• Requirement: Find every line in the records below that contains the string "trace" and copy each of those lines out in full.
# # # # #
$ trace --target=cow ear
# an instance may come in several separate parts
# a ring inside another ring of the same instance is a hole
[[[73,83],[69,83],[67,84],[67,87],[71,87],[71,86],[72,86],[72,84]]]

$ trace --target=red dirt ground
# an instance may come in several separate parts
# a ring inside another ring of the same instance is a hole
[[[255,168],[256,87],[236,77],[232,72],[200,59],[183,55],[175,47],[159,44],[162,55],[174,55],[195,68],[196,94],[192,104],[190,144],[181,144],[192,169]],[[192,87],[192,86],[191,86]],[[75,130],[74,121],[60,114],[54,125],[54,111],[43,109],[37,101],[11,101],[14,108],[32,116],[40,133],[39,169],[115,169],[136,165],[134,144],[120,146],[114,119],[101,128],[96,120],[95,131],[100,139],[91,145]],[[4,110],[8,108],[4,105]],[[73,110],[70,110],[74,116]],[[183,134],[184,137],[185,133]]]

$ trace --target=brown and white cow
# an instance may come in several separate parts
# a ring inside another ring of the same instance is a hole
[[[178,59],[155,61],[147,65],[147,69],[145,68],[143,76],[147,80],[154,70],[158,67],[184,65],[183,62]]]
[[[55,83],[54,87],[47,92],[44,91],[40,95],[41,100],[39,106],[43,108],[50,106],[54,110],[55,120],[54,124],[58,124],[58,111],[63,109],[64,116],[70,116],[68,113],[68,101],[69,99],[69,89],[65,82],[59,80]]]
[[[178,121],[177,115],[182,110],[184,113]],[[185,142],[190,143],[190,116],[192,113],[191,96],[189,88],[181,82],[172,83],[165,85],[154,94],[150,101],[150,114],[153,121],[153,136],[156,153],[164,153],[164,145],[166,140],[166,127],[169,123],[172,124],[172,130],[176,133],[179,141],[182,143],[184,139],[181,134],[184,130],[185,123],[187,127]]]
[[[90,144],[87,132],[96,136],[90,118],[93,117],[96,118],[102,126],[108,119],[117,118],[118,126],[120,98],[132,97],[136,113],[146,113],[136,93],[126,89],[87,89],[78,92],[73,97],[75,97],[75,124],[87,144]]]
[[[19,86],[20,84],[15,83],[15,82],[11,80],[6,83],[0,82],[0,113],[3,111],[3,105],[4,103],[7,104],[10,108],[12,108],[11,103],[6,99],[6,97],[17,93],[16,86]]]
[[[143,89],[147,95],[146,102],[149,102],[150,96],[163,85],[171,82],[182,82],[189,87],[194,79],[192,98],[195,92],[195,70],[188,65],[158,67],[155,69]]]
# # # # #
• Written reply:
$ trace --target=cow ear
$ trace --target=red dirt ground
$ trace --target=brown and white cow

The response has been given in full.